▸ Reading passage
Man falsely imprisoned on rape charge to receive reparations
Rickey Johnson knows $150,000 is not adequate payback for the decades he wrongly spent in the Louisiana State Penitentiary at Angola. But he also knows it can mean a fresh start when he needs it most.
Johnson, who was freed earlier this year when he was cleared of the rape for which he served 26 years, will get the money thanks to Rep. Frankie Howard, R-Many. Gov. Bobby Jindal endorsed the $150,000 in reparations. It will be paid from the general fund for the fiscal year 2007-08.
Johnson learned to craft leather in prison and says he has the leather works business he wants to open here in his hometown ‘‘mapped out.’’
He says he’s just trying to put his life together the best he can, and that means making the best of everything.
Howard says Johnson could get his money as early as this month.
Howard had sought an additional $40,000 for Johnson, but that was not approved with the supplemental bill.
Johnson was released in January based on DNA results proving his innocence, according to the Innocence Project, which represented him.
“Rickey Johnson lost more than a quarter of a century, nearly his entire adult life, to a wrongful conviction. He had three young children when he was arrested, and a fourth was born shortly after he was incarcerated; all of those children are now adults,” said Vanessa Potkin, the Innocence Project staff attorney representing Johnson.
“Rickey Johnson’s long nightmare will be in vain if we don’t learn from it and make sure other people in Louisiana have access to DNA testing that can prove their innocence.”
Johnson was arrested in 1982 for the rape of a woman in Many in July 1982. The victim said a man broke into her home at 1 a.m. and stayed for several hours, during which he raped her. She later identified Johnson in a photo array that included an old photo of Johnson and just two other photos.
Johnson was convicted of the rape in January 1983 and sentenced to life without parole. He has been at Louisiana’s Angola Farm Prison ever since.
Ironically, he served his prison sentence alongside the man who was later convicted of the crime for which Johnson was serving. The two became acquaintances while in prison, though they never discussed their charges, Johnson said
In June 2007, the Innocence Project (which is affiliated with Cardozo School of Law) asked Sabine Parish District Attorney Don Burkett to agree to DNA testing on a vaginal swab collected after the rape. Within days, Burkett agreed, and testing was conducted.
The DNA profile did not match Johnson, and late last week, state officials entered the DNA profile in a database of convicted offenders -- yielding a match to John Carnell McNeal, who was already in prison for a rape in the same apartment complex just nine months after the rape for which Johnson was wrongfully convicted.
After McNeal was convicted of the April 1983 rape, he was sentenced to life without parole.

▸ Your task
Can you continue the news article on Rickey Johnson's reparations, picking up after its final sentence?

Referring expression data:
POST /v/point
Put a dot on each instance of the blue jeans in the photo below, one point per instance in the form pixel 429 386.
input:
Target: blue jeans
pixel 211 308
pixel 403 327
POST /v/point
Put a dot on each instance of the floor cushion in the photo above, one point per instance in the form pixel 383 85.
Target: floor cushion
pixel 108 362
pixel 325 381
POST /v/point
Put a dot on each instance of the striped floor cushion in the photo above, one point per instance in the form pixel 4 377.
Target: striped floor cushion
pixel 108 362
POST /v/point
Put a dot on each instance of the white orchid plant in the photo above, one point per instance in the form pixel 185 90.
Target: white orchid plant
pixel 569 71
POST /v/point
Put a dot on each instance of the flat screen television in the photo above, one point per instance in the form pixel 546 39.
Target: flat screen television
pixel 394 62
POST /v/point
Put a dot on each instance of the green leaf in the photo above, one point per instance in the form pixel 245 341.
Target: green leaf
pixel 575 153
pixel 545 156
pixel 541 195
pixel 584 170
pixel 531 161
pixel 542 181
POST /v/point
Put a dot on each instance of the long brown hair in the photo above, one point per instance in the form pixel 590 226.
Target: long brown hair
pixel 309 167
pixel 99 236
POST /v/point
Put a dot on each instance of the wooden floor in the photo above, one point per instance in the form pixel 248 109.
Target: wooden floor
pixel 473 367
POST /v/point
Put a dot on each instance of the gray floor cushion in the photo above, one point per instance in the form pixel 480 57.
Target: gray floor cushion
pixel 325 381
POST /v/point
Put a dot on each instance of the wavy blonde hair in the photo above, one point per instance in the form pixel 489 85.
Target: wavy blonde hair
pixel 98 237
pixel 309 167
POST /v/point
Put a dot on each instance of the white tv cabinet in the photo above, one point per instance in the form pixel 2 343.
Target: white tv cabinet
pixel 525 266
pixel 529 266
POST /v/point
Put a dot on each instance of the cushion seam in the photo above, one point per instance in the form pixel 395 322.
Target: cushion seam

▸ Exercise output
“If police and prosecutors had not focused on Rickey Johnson so early in their investigation -- and if a proper eyewitness identification procedure had been used instead of a deeply flawed photo lineup -- the real perpetrator might have been brought to justice sooner and might not have been free to rape another woman in the same apartment complex,” Potkin said. “Anyone who doubts that our criminal justice system is stronger when we take steps to prevent wrongful convictions should take a close look at Rickey Johnson’s case.”
At the suggestion of Calvin Willis, an Innocence Project client who served more than 21 years at Angola before DNA testing exonerated him in 2003, Johnson wrote to the Innocence Project seeking assistance.
He wrote that he wanted help getting “the DNA that will give me my life back” and said, “I am not the man that did this rape -- all I want is to go home.”
In 2005, Johnson’s daughter Lakeisha Butts wrote to the Innocence Project: “My father Rickey Johnson was wrongfully charged and sentenced to life -- 21 years have now passed and my dad has been stripped from his children and family on a charge he is not guilty of, and the real perpetrator of this heinous act was granted the advantage of walking free and having the opportunity to be surrounded by his family. We, the children of Rickey Johnson, need your assistance in exonerating our father.”
The Innocence Project took the case in 2006 and quickly located the evidence. Once Burkett agreed to DNA testing, a state judge granted a motion to test the evidence at Reliagene, a private lab based in New Orleans.
Basic DNA testing yielded only a partial profile, and more sophisticated testing (known as Minifiler DNA testing) provided a full profile.
In late December, Johnson’s DNA profile was compared with the profile on the vaginal swab, and he was excluded; last week, state officials matched the profile to McNeal, whose DNA profile was in the state’s database of convicted offenders.
The Innocence Project has commended Burkett for quickly agreeing to conduct DNA testing in Johnson’s case.
“More than anything else, Rickey Johnson owes his freedom to the fact that he is in Sabine Parish, with a cooperative district attorney who recognizes his legal and moral obligation to conduct DNA testing,” said Innocence Project co-director Barry Scheck.